◆ **Brontekst**:
Thursday, March 22, 2012

Aanhangsel (of attachment) bij hechtingstheorie (8)

In 'Het behaviorisme als paradigma' kwam het behaviourisme, met een exclusieve nadruk op waarneembaar gedrag, als ooit het gedroomde paradigmatisch referentiepunt van de psychologie ter sprake. De volgende kandidaat voor die positie leek de cognitivistische benadering te worden en nu zijn we dan volop getuige van een toenemende aandacht voor het belang en de invloed van sociaal-emotionele aspecten op onze psyche en gedrag.
Zo zien we de aandacht, mede als reactie op de dieptepsychologische onbewuste drijfveren van Adler, Jung en met name Freud, verschuiven van waarneembaar (meetbaar?) gedrag, naar cognitieve processen, weer naar de vaak duistere en niet zelden onbeheersbare dynamiek van onze emoties. Wekt bij mij toch een beetje de indruk van een cirkelgang.



Die groeiende belangstelling voor onze emoties en sociaal-emotionele ontwikkeling is op allerlei terreinen merkbaar. In de filosofie (Flameling), de psychologie (Goleman), de psychotherapie (Stroecken en Verdult) en de neurofysiologie (Ledoux en Damasio) om maar eens een paar dwarsstraten te noemen. Ook de James-Langetheorie (die nooit echt helemaal weggeweest lijkt) mag zich hierbij regelmatig in hernieuwde belangstelling verheugen.
Wellicht dat dit ook weer een 'paradigmatische wending' gaat heten. Time will tell.
Ik hou het met mijn vriend Brederoo maar weer op: 't kan verkeren!



Ook in mijn werk meen ik, de laatste jaren, een wending in die richting te bespeuren. Zij het dat ik vind dat de theoretische en methodische grondslag en verankering daarvan nog al eens te wensen overlaten. Maar ook daar is schoorvoetend enige ontwikkeling ten goede te bespeuren; zo hoor ik al zo'n twee jaar dat ik eens in de methodiek van Gentle Teaching geschoold zal gaan worden.

◆ **Getoonde gegevens**:

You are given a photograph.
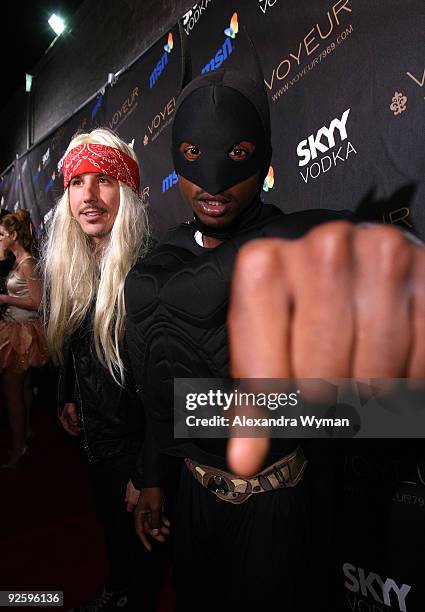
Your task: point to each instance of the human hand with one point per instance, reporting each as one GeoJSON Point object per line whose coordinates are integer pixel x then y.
{"type": "Point", "coordinates": [131, 496]}
{"type": "Point", "coordinates": [149, 519]}
{"type": "Point", "coordinates": [69, 419]}
{"type": "Point", "coordinates": [343, 301]}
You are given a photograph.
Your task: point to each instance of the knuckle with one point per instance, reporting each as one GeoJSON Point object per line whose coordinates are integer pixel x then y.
{"type": "Point", "coordinates": [329, 248]}
{"type": "Point", "coordinates": [259, 260]}
{"type": "Point", "coordinates": [387, 249]}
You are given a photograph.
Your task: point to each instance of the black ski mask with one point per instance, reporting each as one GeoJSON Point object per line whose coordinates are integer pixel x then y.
{"type": "Point", "coordinates": [215, 112]}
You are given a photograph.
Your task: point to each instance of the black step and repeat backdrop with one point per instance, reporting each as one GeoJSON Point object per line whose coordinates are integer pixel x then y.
{"type": "Point", "coordinates": [345, 80]}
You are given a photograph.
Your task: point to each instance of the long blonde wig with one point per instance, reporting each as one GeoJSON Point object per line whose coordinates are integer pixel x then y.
{"type": "Point", "coordinates": [78, 279]}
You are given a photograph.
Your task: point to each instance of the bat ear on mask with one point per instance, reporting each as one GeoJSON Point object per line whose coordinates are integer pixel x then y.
{"type": "Point", "coordinates": [216, 111]}
{"type": "Point", "coordinates": [185, 57]}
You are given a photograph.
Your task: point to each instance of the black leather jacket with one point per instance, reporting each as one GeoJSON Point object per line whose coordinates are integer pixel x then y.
{"type": "Point", "coordinates": [111, 416]}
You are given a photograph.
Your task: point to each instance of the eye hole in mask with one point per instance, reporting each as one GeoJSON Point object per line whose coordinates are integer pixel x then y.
{"type": "Point", "coordinates": [240, 152]}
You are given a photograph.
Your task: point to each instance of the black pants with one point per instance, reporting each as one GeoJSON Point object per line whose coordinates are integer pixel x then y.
{"type": "Point", "coordinates": [253, 556]}
{"type": "Point", "coordinates": [131, 567]}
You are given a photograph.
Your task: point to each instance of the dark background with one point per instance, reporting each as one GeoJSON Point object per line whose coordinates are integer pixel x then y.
{"type": "Point", "coordinates": [320, 58]}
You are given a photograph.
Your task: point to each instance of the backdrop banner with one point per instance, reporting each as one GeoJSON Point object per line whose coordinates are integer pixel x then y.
{"type": "Point", "coordinates": [346, 86]}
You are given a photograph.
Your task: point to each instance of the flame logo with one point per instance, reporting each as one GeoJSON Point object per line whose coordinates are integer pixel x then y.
{"type": "Point", "coordinates": [269, 180]}
{"type": "Point", "coordinates": [169, 46]}
{"type": "Point", "coordinates": [234, 26]}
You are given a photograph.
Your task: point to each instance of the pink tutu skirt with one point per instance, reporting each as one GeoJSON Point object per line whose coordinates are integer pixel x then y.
{"type": "Point", "coordinates": [22, 345]}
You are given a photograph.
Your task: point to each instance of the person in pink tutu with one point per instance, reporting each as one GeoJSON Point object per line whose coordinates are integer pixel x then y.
{"type": "Point", "coordinates": [22, 342]}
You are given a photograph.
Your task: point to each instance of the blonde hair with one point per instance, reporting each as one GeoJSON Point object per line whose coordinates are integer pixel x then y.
{"type": "Point", "coordinates": [20, 222]}
{"type": "Point", "coordinates": [76, 277]}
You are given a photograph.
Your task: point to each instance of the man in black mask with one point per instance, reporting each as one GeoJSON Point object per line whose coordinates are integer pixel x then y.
{"type": "Point", "coordinates": [176, 302]}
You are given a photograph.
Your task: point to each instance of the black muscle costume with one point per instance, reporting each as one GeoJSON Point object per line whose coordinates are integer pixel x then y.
{"type": "Point", "coordinates": [228, 557]}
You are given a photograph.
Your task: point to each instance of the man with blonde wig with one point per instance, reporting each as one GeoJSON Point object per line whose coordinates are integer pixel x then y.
{"type": "Point", "coordinates": [99, 230]}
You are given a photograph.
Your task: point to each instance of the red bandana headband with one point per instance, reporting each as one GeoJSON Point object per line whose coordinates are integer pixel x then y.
{"type": "Point", "coordinates": [102, 160]}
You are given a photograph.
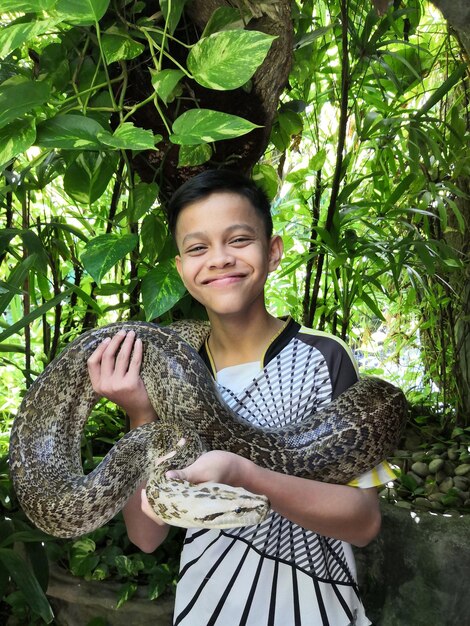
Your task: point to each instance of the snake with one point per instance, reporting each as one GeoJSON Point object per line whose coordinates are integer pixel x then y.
{"type": "Point", "coordinates": [352, 434]}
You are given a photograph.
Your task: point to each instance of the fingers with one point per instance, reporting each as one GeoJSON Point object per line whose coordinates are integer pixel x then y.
{"type": "Point", "coordinates": [115, 359]}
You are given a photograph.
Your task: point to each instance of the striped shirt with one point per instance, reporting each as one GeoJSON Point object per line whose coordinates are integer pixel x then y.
{"type": "Point", "coordinates": [276, 573]}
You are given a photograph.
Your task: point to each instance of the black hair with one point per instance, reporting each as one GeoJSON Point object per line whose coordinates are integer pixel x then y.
{"type": "Point", "coordinates": [211, 181]}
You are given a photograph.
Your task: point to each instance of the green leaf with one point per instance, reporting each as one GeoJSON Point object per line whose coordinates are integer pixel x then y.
{"type": "Point", "coordinates": [153, 234]}
{"type": "Point", "coordinates": [118, 46]}
{"type": "Point", "coordinates": [172, 11]}
{"type": "Point", "coordinates": [128, 137]}
{"type": "Point", "coordinates": [16, 138]}
{"type": "Point", "coordinates": [145, 196]}
{"type": "Point", "coordinates": [37, 312]}
{"type": "Point", "coordinates": [26, 6]}
{"type": "Point", "coordinates": [27, 583]}
{"type": "Point", "coordinates": [162, 288]}
{"type": "Point", "coordinates": [204, 125]}
{"type": "Point", "coordinates": [70, 132]}
{"type": "Point", "coordinates": [224, 18]}
{"type": "Point", "coordinates": [15, 281]}
{"type": "Point", "coordinates": [266, 177]}
{"type": "Point", "coordinates": [87, 178]}
{"type": "Point", "coordinates": [18, 96]}
{"type": "Point", "coordinates": [83, 12]}
{"type": "Point", "coordinates": [194, 155]}
{"type": "Point", "coordinates": [15, 35]}
{"type": "Point", "coordinates": [443, 89]}
{"type": "Point", "coordinates": [125, 593]}
{"type": "Point", "coordinates": [165, 83]}
{"type": "Point", "coordinates": [104, 251]}
{"type": "Point", "coordinates": [228, 59]}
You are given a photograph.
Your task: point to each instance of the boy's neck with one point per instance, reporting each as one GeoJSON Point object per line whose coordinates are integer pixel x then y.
{"type": "Point", "coordinates": [234, 341]}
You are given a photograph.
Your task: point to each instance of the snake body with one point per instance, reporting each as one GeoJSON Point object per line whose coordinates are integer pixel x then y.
{"type": "Point", "coordinates": [336, 444]}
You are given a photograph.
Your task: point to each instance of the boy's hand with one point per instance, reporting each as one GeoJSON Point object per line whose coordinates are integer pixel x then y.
{"type": "Point", "coordinates": [215, 466]}
{"type": "Point", "coordinates": [114, 370]}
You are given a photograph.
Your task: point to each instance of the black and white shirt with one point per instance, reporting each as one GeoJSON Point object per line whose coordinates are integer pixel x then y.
{"type": "Point", "coordinates": [276, 573]}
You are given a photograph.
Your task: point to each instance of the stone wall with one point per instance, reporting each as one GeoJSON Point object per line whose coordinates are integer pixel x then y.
{"type": "Point", "coordinates": [417, 571]}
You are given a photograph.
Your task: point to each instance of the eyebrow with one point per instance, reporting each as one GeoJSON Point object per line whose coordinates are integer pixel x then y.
{"type": "Point", "coordinates": [233, 227]}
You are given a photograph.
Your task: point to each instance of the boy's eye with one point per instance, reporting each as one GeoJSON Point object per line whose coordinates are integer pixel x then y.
{"type": "Point", "coordinates": [196, 250]}
{"type": "Point", "coordinates": [240, 240]}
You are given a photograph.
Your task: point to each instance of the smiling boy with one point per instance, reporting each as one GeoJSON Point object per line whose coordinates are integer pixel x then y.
{"type": "Point", "coordinates": [296, 567]}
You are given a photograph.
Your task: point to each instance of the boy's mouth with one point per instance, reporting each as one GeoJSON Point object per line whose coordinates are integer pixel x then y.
{"type": "Point", "coordinates": [223, 279]}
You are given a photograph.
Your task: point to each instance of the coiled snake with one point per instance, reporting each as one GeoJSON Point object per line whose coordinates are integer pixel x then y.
{"type": "Point", "coordinates": [353, 433]}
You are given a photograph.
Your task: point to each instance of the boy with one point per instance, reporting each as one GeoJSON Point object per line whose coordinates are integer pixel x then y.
{"type": "Point", "coordinates": [297, 567]}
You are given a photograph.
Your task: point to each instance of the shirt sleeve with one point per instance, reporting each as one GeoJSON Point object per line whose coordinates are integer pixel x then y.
{"type": "Point", "coordinates": [377, 476]}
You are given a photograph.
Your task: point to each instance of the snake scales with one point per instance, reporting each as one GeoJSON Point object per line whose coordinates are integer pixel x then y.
{"type": "Point", "coordinates": [353, 433]}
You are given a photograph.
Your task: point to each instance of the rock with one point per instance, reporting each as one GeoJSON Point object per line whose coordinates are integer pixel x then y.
{"type": "Point", "coordinates": [449, 468]}
{"type": "Point", "coordinates": [446, 484]}
{"type": "Point", "coordinates": [420, 468]}
{"type": "Point", "coordinates": [418, 480]}
{"type": "Point", "coordinates": [435, 465]}
{"type": "Point", "coordinates": [416, 571]}
{"type": "Point", "coordinates": [461, 482]}
{"type": "Point", "coordinates": [462, 470]}
{"type": "Point", "coordinates": [423, 502]}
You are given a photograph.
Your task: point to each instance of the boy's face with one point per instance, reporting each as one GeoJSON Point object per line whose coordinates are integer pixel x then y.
{"type": "Point", "coordinates": [224, 253]}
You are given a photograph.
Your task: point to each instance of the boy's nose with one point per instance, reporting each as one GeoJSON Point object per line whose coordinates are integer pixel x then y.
{"type": "Point", "coordinates": [221, 258]}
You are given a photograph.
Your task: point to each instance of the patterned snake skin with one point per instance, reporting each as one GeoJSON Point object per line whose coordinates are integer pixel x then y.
{"type": "Point", "coordinates": [336, 444]}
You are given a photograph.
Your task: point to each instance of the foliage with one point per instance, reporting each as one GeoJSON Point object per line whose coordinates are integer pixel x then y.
{"type": "Point", "coordinates": [373, 143]}
{"type": "Point", "coordinates": [107, 554]}
{"type": "Point", "coordinates": [365, 167]}
{"type": "Point", "coordinates": [24, 566]}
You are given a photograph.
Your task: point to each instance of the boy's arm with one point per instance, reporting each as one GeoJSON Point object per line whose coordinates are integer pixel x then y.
{"type": "Point", "coordinates": [339, 511]}
{"type": "Point", "coordinates": [114, 370]}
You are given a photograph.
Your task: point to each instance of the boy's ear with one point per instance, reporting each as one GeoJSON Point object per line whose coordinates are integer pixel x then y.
{"type": "Point", "coordinates": [178, 265]}
{"type": "Point", "coordinates": [276, 248]}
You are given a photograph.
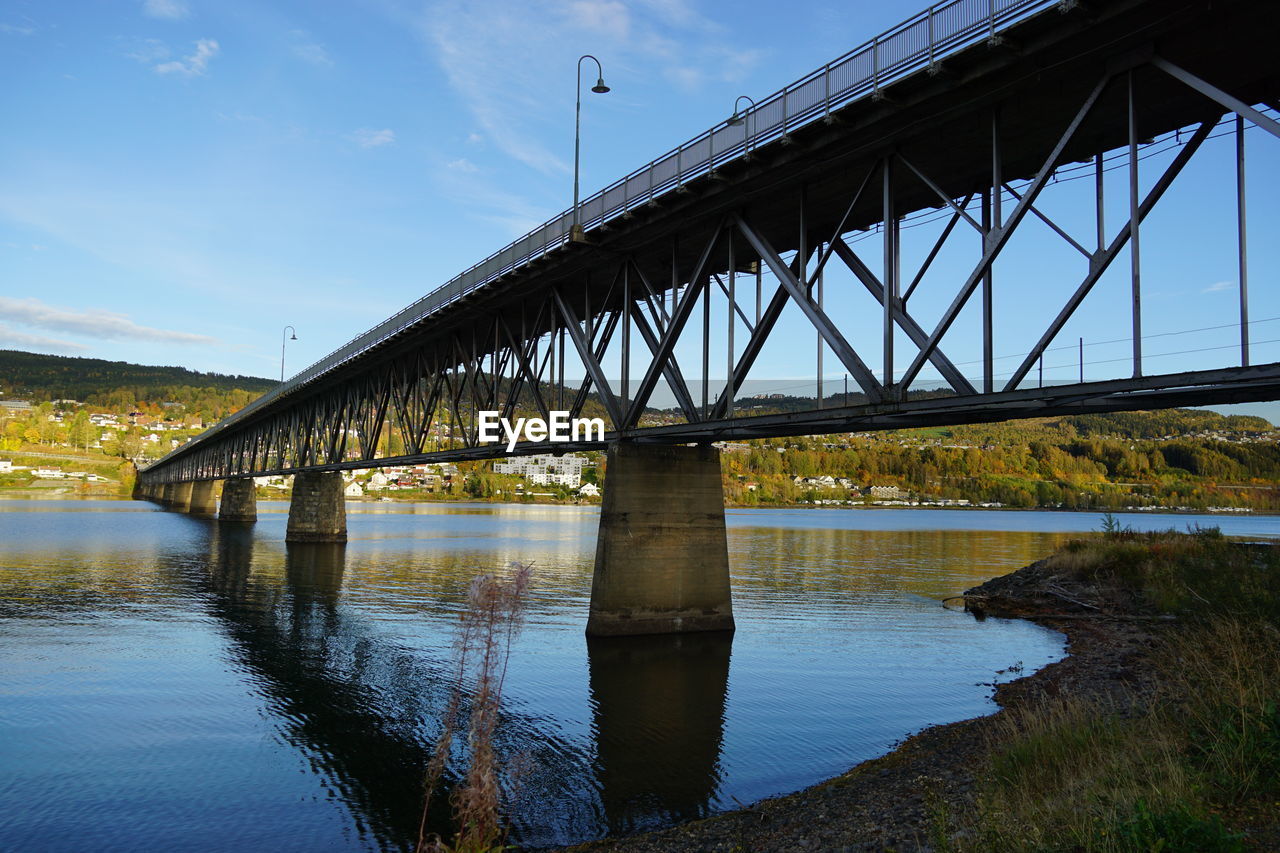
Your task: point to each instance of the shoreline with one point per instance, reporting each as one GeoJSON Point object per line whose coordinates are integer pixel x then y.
{"type": "Point", "coordinates": [35, 495]}
{"type": "Point", "coordinates": [895, 801]}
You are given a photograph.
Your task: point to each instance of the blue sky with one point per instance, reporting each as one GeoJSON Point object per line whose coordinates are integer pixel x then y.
{"type": "Point", "coordinates": [182, 178]}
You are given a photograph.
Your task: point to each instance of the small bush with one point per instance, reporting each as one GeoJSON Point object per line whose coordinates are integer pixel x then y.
{"type": "Point", "coordinates": [1175, 830]}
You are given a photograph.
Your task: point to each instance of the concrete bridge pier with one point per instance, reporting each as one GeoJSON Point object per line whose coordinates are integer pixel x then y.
{"type": "Point", "coordinates": [240, 502]}
{"type": "Point", "coordinates": [662, 555]}
{"type": "Point", "coordinates": [318, 511]}
{"type": "Point", "coordinates": [179, 496]}
{"type": "Point", "coordinates": [202, 500]}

◆ **Opdracht**:
Ga verder met de brontekst over hechtingstheorie en de groeiende aandacht voor emoties. Begin direct na de zin die eindigt op "in de methodiek van Gentle Teaching geschoold zal gaan worden."

◆ **Antwoordruimte**:
En vorige week mocht ik een cursus-deel ontvangen van heel toevallig Henk50 over het onderwerp: Hechting!

Onze instinctieve aandrang tot hechting of attachment ligt in onze biologie verankerd. Het is een proces van tweerichtingsverkeer waarin aanvankelijk de zintuigelijke ervaring (zoals ook tast, reuk en smaak) een cruciale rol speelt.

Drie stellingen waar Henk zijn verhaal mee begon, wil ik hier ook maar even aanhalen omdat ze zo kernachtig en in een notedop de essentie van het gegeven hechting vangen:

1. veilige hechting vormt de basis voor alle emotionele ontwikkeling
2. er is geen kind dat zich niet hecht
3. niemand is helemaal veilig gehecht


Wij mensen zijn nu eenmaal nogal kwetsbare en brekebenige wezens en niemand komt helemaal zonder schrammen of kleerscheuren het leven door. Maar sommige mensen zijn weer iets of heel veel kwetsbaarder dan anderen en sommige mensen lopen wel ontzettend veel schrammen en builen op. We krijgen hoe dan ook allemaal op enig moment met afscheid, verlies en rouw te maken.
Daarbij geldt een veilige hechting dan als een protectieve factor of een leuk emotioneel startkapitaal en een onveilige hechting dan als een risicofactor en een verhoogde kwetsbaarheid.
Het draait er uiteindelijk om, hoe je op grond van en in zekere zin voorgeprogrammeerd door vroege(ere) ervaringen omgaat met tegenslag, met gevoelens van angst, schrik, boosheid, eenzaamheid en dergelijke en hoe je de daaruit voortvloeiende stress al dan niet verwerkt.
Deze bagage nemen we dan weer mee naar en zal zijn invloed doen gelden in volgende relaties, scheidingen en verlies.